» **JOB A**:
From the rows below, keep only the lines that contain the string "hummingbird". Case counts.

» **SELECTED TEXT**:
--------------------------------------------------

Criticized assets are further assessed based on trends, expressed as
percentages, relative to delinquency, risk rating and nonaccrual, by credit
product.
The
historical loss components of the allowance for commercial and industrial loans
and commercial real estate loans (collectively “commercial loans”) are based
principally on current risk ratings, historical loss rates adjusted, by
adjusting the risk window, to reflect current events and conditions, as well
as
analyses of other factors that may have affected the collectibility of loans.
All commercial loans with an outstanding balance over $500,000 are subject
to
review on an annual basis. Samples of commercial loans with a “pass” rating are
individually reviewed annually. Commercial loans that management determines
to
be potential problem loans are individually reviewed at a minimum annually.
The
review is accomplished via Watchlist Memorandum, and is designed to determine
whether such loans are individually impaired, with impairment measured by
reference to the collateral coverage and/or debt service coverage. Consumer
credit and residential real estate reviews are limited to those loans reflecting
delinquent payment status. Homogeneous loan pools, including consumer and 1-4
family residential mortgages are not subject to individual review but are
evaluated utilizing risk factors such as concentration of one borrower group.
The historical loss component of the allowance for these loans is based
principally on loan payment status, retail classification and historical loss
rates, adjusted by altering the risk window, to reflect current events and
conditions.
The
industry concentration component is recognized as a possible factor in the
estimation of loan losses. Two industries represent possible concentrations:
commercial real estate and consumer loans relying on residential home equity.
No
specific loss-related observable data is recognized by management currently,
therefore no specific factor is calculated in the reserve solely for the impact
of these concentrations, although management continues to carefully consider
relevant data for possible future sources of observable data.
The
historic loss model includes a
judgmental component (environmental factors) that reflects management’s belief
that there are additional inherent credit losses based on loss attributes not
adequately captured in the lagging indicators.
The environmental factors
are based
upon management’s review of trends in the Corporation’s primary market area as
well as regional and national economic trends. Management utilizes various
economic factors that could impact borrowers’ future ability to make loan
payments such as changes in the interest rate environment, product supply
shortages, negative industry specific events. Management utilizes relevant
articles from newspapers and other publications that describe the economic
events affecting specific geographic areas and other published economic reports
and data.
Furthermore,
given that past-performance indicators may not adequately capture current risk
levels, allowing for a real-time adjustment enhances the validity of the loss
recognition process. There are many credit risk management reports that are
synthesized by credit risk management staff to assess the direction of credit
risk and its instant effect on losses. It is important to continue to use
experiential data to confirm risk as measurable losses will continue to manifest
themselves at higher than normal levels even after the economic cycle has begun
an upward swing and lagging indicators begin to show improvement. The judgmental
component is allocated to the specific segments of the portfolio based on the
historic loss component
.

--------------------------------------------------

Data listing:
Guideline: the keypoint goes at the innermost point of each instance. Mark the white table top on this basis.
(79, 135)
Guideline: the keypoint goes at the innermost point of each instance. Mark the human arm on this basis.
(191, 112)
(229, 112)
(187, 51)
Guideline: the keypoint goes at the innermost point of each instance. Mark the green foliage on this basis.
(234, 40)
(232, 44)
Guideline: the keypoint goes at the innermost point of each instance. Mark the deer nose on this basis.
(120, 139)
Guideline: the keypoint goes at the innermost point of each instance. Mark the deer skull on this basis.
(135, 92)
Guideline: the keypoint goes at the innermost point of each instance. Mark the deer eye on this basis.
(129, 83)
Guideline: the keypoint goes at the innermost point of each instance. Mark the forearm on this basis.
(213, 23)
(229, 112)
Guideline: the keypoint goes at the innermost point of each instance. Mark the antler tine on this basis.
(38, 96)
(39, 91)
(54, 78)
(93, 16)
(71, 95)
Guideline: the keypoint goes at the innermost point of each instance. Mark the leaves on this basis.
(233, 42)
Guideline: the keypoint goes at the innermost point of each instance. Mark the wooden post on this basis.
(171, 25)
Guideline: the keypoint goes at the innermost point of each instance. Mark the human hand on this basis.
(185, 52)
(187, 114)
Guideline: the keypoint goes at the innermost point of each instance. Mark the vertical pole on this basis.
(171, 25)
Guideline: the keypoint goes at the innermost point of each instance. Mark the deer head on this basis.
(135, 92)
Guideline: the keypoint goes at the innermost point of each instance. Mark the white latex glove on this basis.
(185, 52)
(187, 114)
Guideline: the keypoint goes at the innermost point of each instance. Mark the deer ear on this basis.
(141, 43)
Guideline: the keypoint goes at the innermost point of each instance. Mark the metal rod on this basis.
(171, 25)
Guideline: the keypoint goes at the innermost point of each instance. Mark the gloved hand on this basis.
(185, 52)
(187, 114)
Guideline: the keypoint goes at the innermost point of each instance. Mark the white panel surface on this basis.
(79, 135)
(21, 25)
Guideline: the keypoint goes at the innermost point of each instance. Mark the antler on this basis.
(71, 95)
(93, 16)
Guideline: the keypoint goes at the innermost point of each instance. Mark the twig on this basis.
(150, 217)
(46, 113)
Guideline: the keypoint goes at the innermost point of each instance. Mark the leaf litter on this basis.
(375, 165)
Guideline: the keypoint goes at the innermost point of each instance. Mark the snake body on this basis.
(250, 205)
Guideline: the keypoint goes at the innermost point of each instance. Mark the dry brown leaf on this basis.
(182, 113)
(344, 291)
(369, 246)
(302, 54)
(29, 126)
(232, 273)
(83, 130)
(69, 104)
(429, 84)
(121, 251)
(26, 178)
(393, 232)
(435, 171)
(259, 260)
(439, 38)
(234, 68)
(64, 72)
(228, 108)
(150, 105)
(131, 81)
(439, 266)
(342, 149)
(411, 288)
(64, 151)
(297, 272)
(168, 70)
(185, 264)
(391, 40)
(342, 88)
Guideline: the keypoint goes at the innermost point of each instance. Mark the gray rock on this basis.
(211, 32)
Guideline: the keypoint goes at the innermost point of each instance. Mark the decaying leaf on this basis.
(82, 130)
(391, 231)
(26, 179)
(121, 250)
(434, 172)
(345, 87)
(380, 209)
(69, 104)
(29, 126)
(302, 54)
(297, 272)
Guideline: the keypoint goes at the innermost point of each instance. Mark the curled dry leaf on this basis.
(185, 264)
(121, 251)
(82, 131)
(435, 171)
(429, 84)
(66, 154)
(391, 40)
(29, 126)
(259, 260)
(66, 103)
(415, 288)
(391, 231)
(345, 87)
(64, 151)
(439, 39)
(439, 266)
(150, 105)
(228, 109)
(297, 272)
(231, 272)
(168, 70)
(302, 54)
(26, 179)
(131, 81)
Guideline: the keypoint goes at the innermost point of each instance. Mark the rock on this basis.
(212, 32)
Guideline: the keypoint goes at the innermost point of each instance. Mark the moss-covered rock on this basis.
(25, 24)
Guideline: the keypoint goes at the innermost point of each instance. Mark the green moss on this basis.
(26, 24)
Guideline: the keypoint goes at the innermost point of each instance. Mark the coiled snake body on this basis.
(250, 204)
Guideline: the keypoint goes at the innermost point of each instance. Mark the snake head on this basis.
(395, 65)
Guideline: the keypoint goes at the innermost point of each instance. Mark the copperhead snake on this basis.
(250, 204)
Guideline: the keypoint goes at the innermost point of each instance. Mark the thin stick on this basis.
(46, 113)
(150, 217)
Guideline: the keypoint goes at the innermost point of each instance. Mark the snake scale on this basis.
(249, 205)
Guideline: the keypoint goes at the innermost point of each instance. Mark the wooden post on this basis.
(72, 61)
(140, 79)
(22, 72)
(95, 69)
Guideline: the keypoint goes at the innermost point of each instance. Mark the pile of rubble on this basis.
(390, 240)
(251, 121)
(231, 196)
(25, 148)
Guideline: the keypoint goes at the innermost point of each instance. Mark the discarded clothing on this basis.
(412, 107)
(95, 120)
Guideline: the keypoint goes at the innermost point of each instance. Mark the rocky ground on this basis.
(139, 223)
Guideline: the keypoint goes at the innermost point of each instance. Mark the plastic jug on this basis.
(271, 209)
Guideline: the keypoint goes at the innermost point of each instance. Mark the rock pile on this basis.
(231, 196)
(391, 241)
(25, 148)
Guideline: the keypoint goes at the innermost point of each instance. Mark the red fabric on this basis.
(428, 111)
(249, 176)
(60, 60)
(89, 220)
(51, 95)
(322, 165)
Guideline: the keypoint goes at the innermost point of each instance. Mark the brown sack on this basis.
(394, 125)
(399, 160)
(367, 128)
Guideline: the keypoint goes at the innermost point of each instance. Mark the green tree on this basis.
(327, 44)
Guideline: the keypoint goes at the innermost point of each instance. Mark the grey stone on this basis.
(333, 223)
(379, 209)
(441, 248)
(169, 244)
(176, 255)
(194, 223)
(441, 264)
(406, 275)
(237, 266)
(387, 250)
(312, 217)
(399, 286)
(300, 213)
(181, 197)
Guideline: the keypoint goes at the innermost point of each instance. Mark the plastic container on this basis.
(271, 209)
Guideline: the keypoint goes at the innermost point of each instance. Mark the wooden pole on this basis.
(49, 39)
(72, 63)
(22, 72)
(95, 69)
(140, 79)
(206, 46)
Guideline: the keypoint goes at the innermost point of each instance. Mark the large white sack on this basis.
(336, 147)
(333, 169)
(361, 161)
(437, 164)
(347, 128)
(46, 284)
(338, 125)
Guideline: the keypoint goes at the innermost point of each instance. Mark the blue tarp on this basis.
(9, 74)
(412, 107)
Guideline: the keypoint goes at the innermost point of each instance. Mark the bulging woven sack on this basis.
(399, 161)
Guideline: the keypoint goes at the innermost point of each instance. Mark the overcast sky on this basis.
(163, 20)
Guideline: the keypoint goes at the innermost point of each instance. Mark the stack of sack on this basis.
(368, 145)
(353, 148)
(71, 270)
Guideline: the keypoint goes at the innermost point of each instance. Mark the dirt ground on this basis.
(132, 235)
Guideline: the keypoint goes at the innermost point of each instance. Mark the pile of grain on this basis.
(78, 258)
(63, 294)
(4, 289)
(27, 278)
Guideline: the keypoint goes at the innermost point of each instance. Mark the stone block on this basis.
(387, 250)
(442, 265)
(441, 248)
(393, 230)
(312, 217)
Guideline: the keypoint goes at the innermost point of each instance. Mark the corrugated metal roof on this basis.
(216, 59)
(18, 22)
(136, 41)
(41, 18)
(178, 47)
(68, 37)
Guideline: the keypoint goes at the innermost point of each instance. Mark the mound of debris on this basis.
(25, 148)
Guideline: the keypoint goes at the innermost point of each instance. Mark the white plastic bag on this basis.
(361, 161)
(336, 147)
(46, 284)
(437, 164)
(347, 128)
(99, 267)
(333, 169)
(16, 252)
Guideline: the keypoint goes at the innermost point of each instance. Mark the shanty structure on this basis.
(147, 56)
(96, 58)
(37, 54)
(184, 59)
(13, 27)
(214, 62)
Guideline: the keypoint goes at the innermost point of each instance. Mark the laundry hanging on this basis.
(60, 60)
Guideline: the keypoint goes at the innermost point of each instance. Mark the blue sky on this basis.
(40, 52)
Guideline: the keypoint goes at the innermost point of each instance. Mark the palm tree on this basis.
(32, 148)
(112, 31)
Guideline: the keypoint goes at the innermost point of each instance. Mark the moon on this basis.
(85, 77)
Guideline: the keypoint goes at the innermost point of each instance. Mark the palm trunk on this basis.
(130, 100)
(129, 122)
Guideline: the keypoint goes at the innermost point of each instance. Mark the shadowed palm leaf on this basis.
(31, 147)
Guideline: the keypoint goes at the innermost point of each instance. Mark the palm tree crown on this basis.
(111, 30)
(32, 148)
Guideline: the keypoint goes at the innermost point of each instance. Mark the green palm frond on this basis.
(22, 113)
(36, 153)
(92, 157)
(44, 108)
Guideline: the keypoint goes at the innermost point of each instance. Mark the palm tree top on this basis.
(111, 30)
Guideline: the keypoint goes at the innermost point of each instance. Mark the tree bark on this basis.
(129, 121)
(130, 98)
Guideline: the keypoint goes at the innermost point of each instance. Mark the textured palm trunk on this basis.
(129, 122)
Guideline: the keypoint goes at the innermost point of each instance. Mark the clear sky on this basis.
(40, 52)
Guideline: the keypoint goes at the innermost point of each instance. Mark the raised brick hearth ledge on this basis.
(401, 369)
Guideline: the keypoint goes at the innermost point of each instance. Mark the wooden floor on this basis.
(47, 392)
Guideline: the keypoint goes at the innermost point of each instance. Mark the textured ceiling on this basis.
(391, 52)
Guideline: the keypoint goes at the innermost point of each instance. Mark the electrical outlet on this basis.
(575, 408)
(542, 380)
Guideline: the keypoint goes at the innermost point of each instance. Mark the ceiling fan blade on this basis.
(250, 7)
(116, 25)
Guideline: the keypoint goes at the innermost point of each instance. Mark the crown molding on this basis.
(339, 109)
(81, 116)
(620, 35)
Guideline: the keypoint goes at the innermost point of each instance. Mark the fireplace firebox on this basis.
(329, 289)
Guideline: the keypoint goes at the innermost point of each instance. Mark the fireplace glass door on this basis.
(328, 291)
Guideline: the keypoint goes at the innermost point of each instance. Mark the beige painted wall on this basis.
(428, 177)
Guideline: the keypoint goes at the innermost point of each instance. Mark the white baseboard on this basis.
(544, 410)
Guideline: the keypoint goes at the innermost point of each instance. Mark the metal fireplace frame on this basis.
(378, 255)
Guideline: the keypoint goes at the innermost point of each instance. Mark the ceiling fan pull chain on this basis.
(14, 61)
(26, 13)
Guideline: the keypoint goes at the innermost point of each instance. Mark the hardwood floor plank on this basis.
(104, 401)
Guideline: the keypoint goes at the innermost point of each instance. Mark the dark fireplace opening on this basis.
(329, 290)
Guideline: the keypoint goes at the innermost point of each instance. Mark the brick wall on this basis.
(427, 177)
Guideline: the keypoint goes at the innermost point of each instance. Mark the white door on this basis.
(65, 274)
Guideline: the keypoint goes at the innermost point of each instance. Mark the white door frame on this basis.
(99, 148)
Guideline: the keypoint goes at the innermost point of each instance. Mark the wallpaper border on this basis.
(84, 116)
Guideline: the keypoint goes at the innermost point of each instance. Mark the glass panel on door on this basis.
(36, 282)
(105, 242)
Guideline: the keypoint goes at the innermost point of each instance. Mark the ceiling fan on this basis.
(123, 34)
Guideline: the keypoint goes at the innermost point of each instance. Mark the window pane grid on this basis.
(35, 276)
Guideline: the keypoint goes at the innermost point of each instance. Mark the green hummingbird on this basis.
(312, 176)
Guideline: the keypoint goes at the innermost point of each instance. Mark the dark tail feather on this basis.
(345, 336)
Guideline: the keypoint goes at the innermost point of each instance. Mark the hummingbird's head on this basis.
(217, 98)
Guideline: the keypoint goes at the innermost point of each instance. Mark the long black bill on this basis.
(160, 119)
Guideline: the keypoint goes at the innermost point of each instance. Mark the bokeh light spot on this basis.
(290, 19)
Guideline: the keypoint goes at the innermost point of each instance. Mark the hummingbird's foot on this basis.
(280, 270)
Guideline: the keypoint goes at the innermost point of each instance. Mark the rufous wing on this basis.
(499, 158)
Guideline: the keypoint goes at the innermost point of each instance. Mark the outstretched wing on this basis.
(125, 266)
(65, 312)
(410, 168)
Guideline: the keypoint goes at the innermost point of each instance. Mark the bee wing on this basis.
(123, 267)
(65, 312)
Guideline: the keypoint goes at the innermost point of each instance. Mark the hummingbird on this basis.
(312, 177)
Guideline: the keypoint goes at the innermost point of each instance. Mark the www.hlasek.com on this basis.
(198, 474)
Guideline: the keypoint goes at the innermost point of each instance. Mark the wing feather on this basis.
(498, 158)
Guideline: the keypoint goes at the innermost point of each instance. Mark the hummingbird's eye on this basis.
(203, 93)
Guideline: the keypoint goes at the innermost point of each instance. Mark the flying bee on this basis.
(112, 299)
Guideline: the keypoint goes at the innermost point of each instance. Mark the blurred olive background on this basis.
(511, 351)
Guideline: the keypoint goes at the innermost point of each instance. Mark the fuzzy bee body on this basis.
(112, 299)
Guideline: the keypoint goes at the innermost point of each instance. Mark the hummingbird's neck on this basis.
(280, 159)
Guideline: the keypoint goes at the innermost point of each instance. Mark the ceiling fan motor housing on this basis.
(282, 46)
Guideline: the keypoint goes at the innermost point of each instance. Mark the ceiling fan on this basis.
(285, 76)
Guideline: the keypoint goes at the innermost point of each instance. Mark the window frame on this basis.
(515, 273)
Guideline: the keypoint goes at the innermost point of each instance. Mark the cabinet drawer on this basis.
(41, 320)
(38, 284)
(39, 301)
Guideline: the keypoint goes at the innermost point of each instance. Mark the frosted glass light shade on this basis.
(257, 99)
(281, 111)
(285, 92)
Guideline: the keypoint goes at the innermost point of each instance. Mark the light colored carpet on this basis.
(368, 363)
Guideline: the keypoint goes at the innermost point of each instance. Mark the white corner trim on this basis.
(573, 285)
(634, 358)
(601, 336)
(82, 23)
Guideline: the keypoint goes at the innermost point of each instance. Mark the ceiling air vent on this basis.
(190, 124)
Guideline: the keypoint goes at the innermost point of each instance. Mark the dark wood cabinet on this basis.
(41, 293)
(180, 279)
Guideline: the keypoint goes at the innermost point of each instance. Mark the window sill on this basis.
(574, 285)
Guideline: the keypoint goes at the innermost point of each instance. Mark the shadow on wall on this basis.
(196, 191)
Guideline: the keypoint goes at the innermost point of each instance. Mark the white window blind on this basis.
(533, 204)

--------------------------------------------------

» **JOB B**:
Answer these questions from the loan loss allowance text above:
(i) Commercial loans with an outstanding balance over what amount are subject to annual review?
(ii) Which two industries does the text name as possible concentrations?
(iii) What document is used to carry out the review of potential problem loans?

» **CORRECT ANSWER A**:
Guideline: the keypoint goes at the innermost point of each instance. Mark the green hummingbird on this basis.
Guideline: the keypoint goes at the innermost point of each instance. Mark the hummingbird's head on this basis.
Guideline: the keypoint goes at the innermost point of each instance. Mark the hummingbird's foot on this basis.
Guideline: the keypoint goes at the innermost point of each instance. Mark the hummingbird on this basis.
Guideline: the keypoint goes at the innermost point of each instance. Mark the hummingbird's eye on this basis.
Guideline: the keypoint goes at the innermost point of each instance. Mark the hummingbird's neck on this basis.

» **CORRECT ANSWER B**:
(i) Over $500,000.
(ii) Commercial real estate and consumer loans relying on residential home equity.
(iii) A Watchlist Memorandum.